> **Problem requirements**:
Convert all of the material below into a JSON array of strings, one string per line, and leave out the blank lines.

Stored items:
--- --- ---

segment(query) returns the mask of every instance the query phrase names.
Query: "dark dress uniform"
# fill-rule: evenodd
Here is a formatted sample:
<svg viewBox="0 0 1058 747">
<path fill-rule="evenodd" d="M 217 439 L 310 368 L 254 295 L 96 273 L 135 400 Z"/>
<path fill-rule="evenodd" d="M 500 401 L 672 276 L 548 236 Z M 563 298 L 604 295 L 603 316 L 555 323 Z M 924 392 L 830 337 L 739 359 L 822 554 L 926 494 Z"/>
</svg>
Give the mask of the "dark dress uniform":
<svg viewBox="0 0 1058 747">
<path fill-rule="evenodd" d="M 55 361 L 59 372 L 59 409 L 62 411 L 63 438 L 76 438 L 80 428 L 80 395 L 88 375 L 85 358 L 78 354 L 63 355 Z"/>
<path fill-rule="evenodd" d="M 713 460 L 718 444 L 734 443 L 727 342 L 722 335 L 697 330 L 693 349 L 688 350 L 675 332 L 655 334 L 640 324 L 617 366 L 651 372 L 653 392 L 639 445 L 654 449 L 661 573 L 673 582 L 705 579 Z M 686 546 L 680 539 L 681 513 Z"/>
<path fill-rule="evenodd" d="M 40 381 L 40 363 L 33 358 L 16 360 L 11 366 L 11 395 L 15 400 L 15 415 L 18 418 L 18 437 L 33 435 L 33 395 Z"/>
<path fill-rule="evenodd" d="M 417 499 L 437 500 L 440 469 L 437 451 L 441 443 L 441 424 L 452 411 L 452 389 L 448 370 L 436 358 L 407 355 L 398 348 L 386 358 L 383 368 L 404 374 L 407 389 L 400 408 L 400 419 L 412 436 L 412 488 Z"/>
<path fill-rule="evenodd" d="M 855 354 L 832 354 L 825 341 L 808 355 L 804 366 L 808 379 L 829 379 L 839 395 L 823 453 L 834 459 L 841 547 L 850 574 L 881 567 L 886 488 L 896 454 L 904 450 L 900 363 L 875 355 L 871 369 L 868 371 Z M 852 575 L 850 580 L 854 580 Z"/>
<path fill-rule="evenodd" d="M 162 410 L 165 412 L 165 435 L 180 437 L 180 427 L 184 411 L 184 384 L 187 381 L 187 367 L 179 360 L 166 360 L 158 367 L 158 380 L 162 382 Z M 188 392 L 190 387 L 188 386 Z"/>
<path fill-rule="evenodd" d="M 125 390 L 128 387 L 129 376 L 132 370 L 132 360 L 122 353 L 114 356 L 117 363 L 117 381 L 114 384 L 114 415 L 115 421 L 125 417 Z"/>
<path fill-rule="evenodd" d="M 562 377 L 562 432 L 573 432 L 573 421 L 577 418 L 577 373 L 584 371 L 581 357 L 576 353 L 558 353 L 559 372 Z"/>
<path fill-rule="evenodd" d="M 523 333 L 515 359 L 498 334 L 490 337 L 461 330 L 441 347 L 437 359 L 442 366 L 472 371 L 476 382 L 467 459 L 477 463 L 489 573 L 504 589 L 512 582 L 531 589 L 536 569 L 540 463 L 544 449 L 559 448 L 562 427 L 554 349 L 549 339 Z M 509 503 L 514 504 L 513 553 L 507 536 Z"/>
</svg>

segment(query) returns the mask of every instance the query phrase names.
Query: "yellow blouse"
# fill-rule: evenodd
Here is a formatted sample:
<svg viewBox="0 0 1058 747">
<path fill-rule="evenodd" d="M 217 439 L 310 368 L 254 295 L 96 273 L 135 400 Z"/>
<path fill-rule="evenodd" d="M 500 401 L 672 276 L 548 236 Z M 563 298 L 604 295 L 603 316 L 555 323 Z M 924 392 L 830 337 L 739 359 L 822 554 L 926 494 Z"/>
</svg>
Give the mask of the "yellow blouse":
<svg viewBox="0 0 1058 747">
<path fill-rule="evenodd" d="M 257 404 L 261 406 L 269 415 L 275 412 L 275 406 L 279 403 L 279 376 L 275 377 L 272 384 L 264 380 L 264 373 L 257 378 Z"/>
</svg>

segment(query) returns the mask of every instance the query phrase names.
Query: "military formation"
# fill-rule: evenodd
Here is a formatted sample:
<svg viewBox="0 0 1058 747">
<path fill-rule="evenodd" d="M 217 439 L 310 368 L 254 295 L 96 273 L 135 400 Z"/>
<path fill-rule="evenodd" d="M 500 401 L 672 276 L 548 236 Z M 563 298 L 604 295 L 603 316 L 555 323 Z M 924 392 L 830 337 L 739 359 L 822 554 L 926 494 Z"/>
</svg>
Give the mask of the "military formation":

--- --- ---

> **Task answer**:
[
  "segment(query) returns the mask of every instance the query phrase names.",
  "Query: \"dark dress uniform\"",
  "# fill-rule: evenodd",
  "Here is a formatted sample:",
  "<svg viewBox=\"0 0 1058 747\">",
  "<path fill-rule=\"evenodd\" d=\"M 217 439 L 310 368 L 254 295 L 96 273 L 135 400 Z\"/>",
  "<path fill-rule=\"evenodd\" d=\"M 500 401 L 672 276 L 548 236 Z M 563 298 L 604 295 L 603 316 L 555 323 Z M 924 392 L 830 337 L 739 359 L 822 554 L 926 494 Z\"/>",
  "</svg>",
  "Give the mask of the \"dark dress uniform\":",
  "<svg viewBox=\"0 0 1058 747\">",
  "<path fill-rule=\"evenodd\" d=\"M 55 361 L 59 372 L 59 409 L 62 411 L 63 438 L 76 438 L 80 428 L 80 395 L 88 375 L 85 358 L 78 354 L 63 355 Z\"/>",
  "<path fill-rule=\"evenodd\" d=\"M 713 460 L 718 444 L 734 443 L 727 342 L 722 335 L 697 330 L 693 349 L 688 350 L 675 332 L 655 334 L 640 324 L 617 366 L 651 372 L 653 392 L 639 445 L 654 449 L 661 573 L 673 582 L 705 579 Z M 686 546 L 680 539 L 681 513 Z\"/>",
  "<path fill-rule=\"evenodd\" d=\"M 40 381 L 40 363 L 33 358 L 16 360 L 11 366 L 11 395 L 15 400 L 15 415 L 18 418 L 18 437 L 33 435 L 33 395 Z\"/>",
  "<path fill-rule=\"evenodd\" d=\"M 417 499 L 437 500 L 440 469 L 437 451 L 441 443 L 441 424 L 452 411 L 452 389 L 448 370 L 436 358 L 407 355 L 398 348 L 386 358 L 383 368 L 404 374 L 407 389 L 400 408 L 400 419 L 412 436 L 412 488 Z\"/>",
  "<path fill-rule=\"evenodd\" d=\"M 855 354 L 832 354 L 825 341 L 808 355 L 804 366 L 808 379 L 829 379 L 839 395 L 823 453 L 834 459 L 841 547 L 850 574 L 881 567 L 886 488 L 896 454 L 904 450 L 900 363 L 875 355 L 871 369 L 868 371 Z M 852 575 L 850 580 L 854 580 Z\"/>",
  "<path fill-rule=\"evenodd\" d=\"M 162 410 L 165 412 L 165 435 L 180 437 L 180 427 L 184 411 L 184 384 L 187 381 L 187 367 L 179 360 L 166 360 L 158 367 L 158 380 L 162 382 Z M 188 392 L 190 387 L 188 386 Z\"/>",
  "<path fill-rule=\"evenodd\" d=\"M 125 390 L 128 387 L 129 376 L 132 370 L 132 360 L 122 353 L 114 356 L 117 363 L 117 381 L 114 384 L 114 415 L 115 421 L 125 417 Z\"/>",
  "<path fill-rule=\"evenodd\" d=\"M 562 377 L 562 432 L 573 432 L 573 421 L 577 418 L 577 373 L 584 371 L 581 357 L 576 353 L 558 353 L 559 372 Z\"/>",
  "<path fill-rule=\"evenodd\" d=\"M 523 333 L 515 359 L 498 334 L 490 337 L 461 330 L 441 347 L 437 359 L 442 366 L 472 371 L 476 382 L 467 459 L 477 463 L 489 573 L 504 589 L 512 582 L 531 589 L 536 569 L 540 463 L 544 449 L 559 448 L 562 427 L 554 349 L 549 339 Z M 509 503 L 514 504 L 513 553 L 507 536 Z\"/>",
  "</svg>",
  "segment(query) returns the mask of every instance the query phrase names.",
  "Query: \"yellow blouse\"",
  "# fill-rule: evenodd",
  "Here is a formatted sample:",
  "<svg viewBox=\"0 0 1058 747\">",
  "<path fill-rule=\"evenodd\" d=\"M 217 439 L 310 368 L 254 295 L 96 273 L 135 400 Z\"/>",
  "<path fill-rule=\"evenodd\" d=\"M 500 401 L 672 276 L 548 236 Z M 563 298 L 604 295 L 603 316 L 555 323 Z M 924 392 L 830 337 L 739 359 L 822 554 L 926 494 Z\"/>",
  "</svg>",
  "Give the mask of the \"yellow blouse\":",
  "<svg viewBox=\"0 0 1058 747\">",
  "<path fill-rule=\"evenodd\" d=\"M 257 404 L 261 406 L 269 415 L 275 412 L 275 406 L 279 403 L 279 376 L 275 377 L 272 384 L 264 380 L 264 373 L 257 378 Z\"/>",
  "</svg>",
  "segment(query) returns the mask of every instance the query phrase names.",
  "Query: \"military formation\"",
  "# fill-rule: evenodd",
  "Here is a formatted sample:",
  "<svg viewBox=\"0 0 1058 747\">",
  "<path fill-rule=\"evenodd\" d=\"M 217 439 L 310 368 L 254 295 L 96 273 L 135 400 Z\"/>",
  "<path fill-rule=\"evenodd\" d=\"M 500 401 L 672 276 L 548 236 Z M 563 298 L 604 295 L 603 316 L 555 323 Z M 924 392 L 830 337 L 739 359 L 822 554 L 926 494 Z\"/>",
  "</svg>",
  "Give the mask of the \"military formation\":"
]